- Kutipan teks:
══════

TIPOLOGI
KERUKUNAN HIDUP ANTAR ETNIS
(Studi di Kabupaten Lampung Selatan)
(Skripsi)
Oleh
DENI AFERO
JURUSAN SOSIOLOGI
FAKULTAS ILMU SOSIAL DAN
ILMU POLITIK
UNIVERSITAS LAMPUNG
BANDAR LAMPUNG
2012
I. PENDAHULUAN
1.1
Latar
Belakang
Tidak
diragukan lagi bahwa periode damai dan toleransi di
antara umat Muslim, Kristen dan Yahudi pernah ada selama lima abad pertama kemunculan Islam. Terlepas dari
penolakan Yahudi
dan Kristen
terhadap kenabian Muhammad SAW di Mekkah dari tahun 612 M, dan ketegangan ataupun permusuhan
yang terjadi di antara
pengikut Muhammad dengan kedua agama selain Islam pada masa itu, Rasulullah tetap teguh dalam
menyebarluaskan prinsip-prinsip toleransi
(Amin Saikal 2006: 78). Inilah yang harus dicermati ketika kita mencoba
mengimani suatu agama dengan penuh kesadaran, akan tetapi tidak dibutakan
dengan kefanatikan palsu yang menyimpang dari kodrad agama itu sendiri.
Agama-agama
yang hadir dan menjadi jawaban disetiap persoalan umat pada saat itu yang
kemudian diimani oleh umatnya, merupakan sebuah keadaan psikologis manusia yang
ingin hidup tenang dan bersahaja. Dalam kenyataannya manusia menghadapi adanya berbagai agama dengan umatnya masing-masing. Bahkan tidak hanya itu
pada dimensi yang lain dapat dijumpai orang yang tidak beragama atau tidak
bertuhan.
Semua agama
pada akhirnya menuju pada usaha untuk
menciptakan kebaikan manusia, baik di dunia
maupun akhirat. Jika hal itu dianggap sebagai misi (mission) agama, maka agama manapun juga seperti Islam, Kristen, Katolik,
Hindu dan
Budha tidak akan menimbulkan persoalan bila agama adalah iman secara pribadi, maka tidak akan terjadi konflik.
Tetapi sayangnya agama tidak sesederhana itu. Karena menjalankan misi iman ini,
diperlukan suatu aparat, suatu kendaraan, suatu organisasi. Dengan demikian
organisasi agama menjadi sebuah kebutuhan.
Secara umum,
kehidupan dan pergaulan umat beragama tampil rukun akan tetapi hal ini bukan
berarti tidak pernah terjadi ketegangan, dan dewasa ini beberapa daerah di Indonesia sangat
sering terjadi konflik baik itu antar suku
atau agama, yang disebebkan perbedaan-perbedaan kecil, dan perbedaan kecil tersebut menjadi
masalah dan akhirnya sulit untuk dikendalikan.

══════

- Data yang diberikan:
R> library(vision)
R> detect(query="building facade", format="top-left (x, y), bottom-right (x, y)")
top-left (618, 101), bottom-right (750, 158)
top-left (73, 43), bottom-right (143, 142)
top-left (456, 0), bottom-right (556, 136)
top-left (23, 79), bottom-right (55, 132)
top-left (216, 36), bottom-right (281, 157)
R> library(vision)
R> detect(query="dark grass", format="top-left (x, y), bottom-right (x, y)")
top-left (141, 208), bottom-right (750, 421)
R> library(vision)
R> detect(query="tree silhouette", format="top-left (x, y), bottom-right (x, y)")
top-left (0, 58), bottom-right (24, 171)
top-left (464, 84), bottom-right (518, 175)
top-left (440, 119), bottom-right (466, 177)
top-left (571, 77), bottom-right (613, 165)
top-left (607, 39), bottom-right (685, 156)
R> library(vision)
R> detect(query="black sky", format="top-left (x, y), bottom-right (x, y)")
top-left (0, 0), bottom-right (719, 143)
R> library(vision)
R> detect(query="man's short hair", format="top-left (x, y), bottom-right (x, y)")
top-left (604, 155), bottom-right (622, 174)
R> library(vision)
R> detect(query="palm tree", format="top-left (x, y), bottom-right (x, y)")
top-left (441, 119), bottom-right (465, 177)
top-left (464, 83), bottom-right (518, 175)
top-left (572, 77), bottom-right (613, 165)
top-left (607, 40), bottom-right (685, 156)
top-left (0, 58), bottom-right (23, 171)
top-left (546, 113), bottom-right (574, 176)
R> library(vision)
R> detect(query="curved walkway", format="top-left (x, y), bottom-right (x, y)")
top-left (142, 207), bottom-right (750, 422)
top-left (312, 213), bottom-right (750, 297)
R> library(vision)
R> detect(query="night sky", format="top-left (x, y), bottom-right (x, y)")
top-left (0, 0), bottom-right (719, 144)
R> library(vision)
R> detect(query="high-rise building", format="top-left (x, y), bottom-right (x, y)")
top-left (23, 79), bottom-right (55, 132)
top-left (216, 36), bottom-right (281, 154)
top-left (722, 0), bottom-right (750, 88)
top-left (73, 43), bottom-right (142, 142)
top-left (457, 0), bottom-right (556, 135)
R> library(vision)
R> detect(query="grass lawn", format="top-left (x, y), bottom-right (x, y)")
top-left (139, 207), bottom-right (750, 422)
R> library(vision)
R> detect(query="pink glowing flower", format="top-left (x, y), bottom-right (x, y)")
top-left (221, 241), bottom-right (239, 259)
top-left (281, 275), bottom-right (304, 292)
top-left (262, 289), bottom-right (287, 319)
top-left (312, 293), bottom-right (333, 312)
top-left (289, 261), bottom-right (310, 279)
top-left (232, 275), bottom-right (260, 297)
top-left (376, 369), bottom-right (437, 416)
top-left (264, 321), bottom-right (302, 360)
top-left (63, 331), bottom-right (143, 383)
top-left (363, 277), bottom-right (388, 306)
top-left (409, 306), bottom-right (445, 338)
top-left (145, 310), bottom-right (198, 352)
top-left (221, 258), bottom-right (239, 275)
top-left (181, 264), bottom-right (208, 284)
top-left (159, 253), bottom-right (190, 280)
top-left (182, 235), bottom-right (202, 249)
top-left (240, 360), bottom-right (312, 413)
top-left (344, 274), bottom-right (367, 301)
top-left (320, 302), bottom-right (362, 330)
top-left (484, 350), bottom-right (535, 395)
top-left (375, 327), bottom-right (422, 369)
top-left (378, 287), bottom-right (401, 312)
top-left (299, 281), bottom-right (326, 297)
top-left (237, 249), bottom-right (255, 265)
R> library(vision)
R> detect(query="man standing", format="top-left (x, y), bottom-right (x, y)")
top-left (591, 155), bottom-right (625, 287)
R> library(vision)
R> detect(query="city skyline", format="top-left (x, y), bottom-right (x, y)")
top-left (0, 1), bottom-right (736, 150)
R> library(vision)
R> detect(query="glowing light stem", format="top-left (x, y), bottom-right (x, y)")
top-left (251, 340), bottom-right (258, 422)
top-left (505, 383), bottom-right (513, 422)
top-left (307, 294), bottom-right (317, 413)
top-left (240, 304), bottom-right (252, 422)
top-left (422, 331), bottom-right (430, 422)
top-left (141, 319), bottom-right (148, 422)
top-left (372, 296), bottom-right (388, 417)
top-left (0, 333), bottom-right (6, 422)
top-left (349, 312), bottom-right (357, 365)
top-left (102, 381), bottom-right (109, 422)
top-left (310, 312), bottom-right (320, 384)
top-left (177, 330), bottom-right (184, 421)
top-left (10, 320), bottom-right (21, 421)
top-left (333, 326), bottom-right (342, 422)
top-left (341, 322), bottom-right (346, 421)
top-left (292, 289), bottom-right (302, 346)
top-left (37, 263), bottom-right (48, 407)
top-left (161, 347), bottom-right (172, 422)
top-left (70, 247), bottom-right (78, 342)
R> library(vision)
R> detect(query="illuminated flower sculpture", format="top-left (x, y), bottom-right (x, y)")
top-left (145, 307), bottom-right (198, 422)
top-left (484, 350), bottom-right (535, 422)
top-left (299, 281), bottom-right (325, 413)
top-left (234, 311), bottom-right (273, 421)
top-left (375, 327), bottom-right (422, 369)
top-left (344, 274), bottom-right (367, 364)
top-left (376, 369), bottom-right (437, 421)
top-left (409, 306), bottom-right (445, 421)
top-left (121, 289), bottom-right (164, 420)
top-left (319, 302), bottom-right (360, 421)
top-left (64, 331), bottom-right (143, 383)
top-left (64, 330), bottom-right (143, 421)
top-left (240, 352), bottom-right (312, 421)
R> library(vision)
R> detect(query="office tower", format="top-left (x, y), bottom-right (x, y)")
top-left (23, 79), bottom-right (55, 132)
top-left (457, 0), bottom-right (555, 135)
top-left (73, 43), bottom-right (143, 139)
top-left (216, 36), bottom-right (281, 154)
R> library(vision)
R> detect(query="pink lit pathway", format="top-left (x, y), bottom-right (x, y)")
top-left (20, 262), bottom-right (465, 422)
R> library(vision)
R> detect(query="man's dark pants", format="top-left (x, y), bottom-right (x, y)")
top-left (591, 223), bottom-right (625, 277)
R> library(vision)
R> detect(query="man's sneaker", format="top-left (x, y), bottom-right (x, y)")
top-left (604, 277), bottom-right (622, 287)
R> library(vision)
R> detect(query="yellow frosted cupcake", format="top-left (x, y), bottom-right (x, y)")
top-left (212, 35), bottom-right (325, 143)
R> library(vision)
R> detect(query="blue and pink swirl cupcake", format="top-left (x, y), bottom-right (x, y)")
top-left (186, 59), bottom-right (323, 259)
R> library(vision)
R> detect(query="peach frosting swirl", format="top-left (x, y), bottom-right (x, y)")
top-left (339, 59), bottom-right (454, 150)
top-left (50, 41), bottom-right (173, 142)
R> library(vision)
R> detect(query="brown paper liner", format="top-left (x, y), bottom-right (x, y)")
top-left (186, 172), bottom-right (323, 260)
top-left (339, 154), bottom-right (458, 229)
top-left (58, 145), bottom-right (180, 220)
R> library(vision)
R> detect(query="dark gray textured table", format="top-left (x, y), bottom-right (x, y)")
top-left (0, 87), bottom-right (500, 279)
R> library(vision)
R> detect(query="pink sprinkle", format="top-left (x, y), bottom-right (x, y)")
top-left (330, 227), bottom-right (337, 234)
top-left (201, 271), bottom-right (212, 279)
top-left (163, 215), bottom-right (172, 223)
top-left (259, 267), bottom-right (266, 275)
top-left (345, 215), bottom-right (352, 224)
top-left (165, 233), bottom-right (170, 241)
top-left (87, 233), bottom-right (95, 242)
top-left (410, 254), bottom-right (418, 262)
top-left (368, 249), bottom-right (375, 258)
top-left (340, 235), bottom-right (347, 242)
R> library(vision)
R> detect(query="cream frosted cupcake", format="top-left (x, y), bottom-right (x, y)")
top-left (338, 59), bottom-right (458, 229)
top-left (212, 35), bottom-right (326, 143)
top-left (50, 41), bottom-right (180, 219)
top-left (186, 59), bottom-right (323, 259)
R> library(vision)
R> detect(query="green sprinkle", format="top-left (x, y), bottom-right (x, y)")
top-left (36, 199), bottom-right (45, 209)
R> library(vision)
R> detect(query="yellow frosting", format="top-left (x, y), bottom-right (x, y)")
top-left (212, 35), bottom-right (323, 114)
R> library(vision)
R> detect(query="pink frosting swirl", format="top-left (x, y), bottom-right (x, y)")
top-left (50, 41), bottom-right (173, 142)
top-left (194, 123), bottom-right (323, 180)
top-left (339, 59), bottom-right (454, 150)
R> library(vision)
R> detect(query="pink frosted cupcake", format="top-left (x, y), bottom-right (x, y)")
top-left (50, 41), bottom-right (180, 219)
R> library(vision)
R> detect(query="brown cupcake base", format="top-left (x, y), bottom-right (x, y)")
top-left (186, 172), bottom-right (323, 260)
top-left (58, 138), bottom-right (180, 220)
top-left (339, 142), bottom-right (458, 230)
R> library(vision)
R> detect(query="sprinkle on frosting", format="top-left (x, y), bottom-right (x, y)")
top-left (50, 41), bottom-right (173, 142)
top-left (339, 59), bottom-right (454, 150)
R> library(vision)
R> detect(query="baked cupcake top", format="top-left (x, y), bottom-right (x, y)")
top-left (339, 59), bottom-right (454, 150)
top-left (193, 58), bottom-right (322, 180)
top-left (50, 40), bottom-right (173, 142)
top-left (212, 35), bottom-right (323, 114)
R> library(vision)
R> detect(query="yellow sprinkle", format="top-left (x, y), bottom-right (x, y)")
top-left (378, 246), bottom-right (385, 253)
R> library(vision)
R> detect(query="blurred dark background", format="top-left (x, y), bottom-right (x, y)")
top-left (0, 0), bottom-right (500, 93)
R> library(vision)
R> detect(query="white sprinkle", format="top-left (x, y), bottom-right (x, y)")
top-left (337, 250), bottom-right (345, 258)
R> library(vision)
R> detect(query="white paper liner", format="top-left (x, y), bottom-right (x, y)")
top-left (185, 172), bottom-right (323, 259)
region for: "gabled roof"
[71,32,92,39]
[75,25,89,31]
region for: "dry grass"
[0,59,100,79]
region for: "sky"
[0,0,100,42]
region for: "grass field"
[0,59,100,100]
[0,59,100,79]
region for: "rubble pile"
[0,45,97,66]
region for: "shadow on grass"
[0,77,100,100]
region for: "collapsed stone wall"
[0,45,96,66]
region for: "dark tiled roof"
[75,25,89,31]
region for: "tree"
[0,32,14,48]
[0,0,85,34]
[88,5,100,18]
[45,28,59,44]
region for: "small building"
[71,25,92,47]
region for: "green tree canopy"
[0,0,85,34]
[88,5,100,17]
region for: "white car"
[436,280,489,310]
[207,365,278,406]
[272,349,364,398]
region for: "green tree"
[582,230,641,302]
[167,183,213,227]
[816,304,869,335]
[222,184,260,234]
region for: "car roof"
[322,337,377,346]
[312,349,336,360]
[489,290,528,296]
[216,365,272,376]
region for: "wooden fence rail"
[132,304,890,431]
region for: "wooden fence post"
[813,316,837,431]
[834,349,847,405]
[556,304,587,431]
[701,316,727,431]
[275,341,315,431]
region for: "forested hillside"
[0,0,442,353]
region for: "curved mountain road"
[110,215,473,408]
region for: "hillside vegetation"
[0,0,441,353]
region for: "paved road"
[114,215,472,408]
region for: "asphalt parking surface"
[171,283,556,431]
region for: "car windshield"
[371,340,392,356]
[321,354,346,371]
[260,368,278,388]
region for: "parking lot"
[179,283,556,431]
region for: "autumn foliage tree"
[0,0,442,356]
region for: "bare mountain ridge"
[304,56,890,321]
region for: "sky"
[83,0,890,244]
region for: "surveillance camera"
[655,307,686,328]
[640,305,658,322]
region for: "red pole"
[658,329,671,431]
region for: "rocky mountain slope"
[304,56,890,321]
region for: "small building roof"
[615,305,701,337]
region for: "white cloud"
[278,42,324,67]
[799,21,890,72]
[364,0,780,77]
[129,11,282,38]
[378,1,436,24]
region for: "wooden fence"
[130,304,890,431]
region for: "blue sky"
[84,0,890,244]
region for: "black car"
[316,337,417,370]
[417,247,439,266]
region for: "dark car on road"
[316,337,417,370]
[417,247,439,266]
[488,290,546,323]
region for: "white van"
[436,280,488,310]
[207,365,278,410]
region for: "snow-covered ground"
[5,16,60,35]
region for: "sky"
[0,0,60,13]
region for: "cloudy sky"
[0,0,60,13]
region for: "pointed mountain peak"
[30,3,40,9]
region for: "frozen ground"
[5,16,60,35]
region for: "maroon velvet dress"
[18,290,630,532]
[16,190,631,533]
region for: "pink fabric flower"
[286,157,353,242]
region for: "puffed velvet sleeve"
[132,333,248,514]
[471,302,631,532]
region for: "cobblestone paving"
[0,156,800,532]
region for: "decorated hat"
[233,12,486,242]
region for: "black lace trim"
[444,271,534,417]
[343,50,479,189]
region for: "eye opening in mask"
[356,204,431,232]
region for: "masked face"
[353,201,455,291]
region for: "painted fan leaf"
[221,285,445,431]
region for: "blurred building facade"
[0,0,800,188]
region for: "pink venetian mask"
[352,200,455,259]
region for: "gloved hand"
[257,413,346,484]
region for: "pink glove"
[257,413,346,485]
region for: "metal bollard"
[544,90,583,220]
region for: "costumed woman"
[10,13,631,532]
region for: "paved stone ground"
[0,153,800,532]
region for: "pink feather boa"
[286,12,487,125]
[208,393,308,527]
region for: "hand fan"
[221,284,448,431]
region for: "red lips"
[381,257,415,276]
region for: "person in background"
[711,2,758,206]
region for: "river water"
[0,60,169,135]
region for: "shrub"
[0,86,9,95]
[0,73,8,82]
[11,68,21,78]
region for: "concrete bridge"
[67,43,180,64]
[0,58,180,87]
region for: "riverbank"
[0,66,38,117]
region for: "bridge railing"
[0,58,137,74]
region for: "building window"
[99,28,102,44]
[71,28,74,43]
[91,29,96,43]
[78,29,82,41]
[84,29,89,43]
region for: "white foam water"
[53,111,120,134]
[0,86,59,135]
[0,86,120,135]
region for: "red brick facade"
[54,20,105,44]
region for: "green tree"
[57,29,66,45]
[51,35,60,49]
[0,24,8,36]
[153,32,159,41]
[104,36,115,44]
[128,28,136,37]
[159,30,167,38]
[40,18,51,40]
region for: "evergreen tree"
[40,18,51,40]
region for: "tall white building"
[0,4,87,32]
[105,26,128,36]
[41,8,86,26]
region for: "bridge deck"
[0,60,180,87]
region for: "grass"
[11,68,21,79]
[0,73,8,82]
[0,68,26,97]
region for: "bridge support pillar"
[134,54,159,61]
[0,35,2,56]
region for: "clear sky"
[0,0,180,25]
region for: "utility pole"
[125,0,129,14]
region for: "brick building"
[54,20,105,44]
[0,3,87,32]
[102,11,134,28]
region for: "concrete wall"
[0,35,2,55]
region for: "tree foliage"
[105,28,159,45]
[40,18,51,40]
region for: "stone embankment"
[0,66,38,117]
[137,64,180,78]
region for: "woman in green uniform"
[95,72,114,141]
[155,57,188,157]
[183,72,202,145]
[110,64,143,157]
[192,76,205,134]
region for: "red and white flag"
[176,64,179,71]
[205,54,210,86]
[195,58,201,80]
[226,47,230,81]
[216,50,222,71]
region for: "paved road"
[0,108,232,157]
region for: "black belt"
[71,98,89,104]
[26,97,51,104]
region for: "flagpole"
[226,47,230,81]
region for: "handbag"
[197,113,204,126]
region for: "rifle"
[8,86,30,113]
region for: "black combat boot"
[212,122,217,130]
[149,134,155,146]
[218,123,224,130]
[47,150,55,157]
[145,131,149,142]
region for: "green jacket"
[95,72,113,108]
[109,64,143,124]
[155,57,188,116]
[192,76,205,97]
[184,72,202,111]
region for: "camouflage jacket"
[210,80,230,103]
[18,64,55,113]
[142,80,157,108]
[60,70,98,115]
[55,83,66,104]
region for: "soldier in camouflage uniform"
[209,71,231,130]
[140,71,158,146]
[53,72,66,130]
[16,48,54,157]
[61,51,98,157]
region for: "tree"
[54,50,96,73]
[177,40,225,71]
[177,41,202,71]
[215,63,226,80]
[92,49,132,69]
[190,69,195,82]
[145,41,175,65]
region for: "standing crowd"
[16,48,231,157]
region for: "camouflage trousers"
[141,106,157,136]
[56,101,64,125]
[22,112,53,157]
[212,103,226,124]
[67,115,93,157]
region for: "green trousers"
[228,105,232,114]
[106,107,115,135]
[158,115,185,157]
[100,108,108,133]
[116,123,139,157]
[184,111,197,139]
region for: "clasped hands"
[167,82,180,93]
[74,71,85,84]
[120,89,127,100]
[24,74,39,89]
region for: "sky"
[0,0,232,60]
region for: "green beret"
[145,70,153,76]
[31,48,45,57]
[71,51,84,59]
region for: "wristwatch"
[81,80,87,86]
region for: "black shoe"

══════

- Tujuan tugas 1:
Nilailah apakah tiap pernyataan berikut sesuai dengan kutipan teks, lalu jawab ya atau tidak disertai kutipan persis kata-kata penentunya.
(a) Periode damai dan toleransi di antara umat Muslim, Kristen, dan Yahudi pernah ada selama lima abad pertama kemunculan Islam.
(b) Penolakan Yahudi dan Kristen terhadap kenabian Muhammad SAW di Mekkah disebut berlangsung dari tahun 612 M.
(c) Kutipan teks menyatakan bahwa organisasi agama tidak diperlukan untuk menjalankan misi iman.
- Tujuan tugas 2:
Jawablah pertanyaan-pertanyaan berikut berdasarkan kutipan teks.
(a) Dari jurusan apa skripsi ini berasal?
(b) Di kabupaten mana studi ini dilakukan?
(c) Menurut kutipan teks, ke arah usaha apa semua agama pada akhirnya menuju?

- Keluaran yang diharapkan 1:
(a) Ya: "periode damai dan toleransi di antara umat Muslim, Kristen dan Yahudi pernah ada selama lima abad pertama kemunculan Islam"
(b) Ya: "terhadap kenabian Muhammad SAW di Mekkah dari tahun 612 M"
(c) Tidak: "organisasi agama menjadi sebuah kebutuhan"

- Keluaran yang diharapkan 2:
(a) Jurusan Sosiologi.
(b) Kabupaten Lampung Selatan.
(c) Usaha untuk menciptakan kebaikan manusia, baik di dunia maupun akhirat.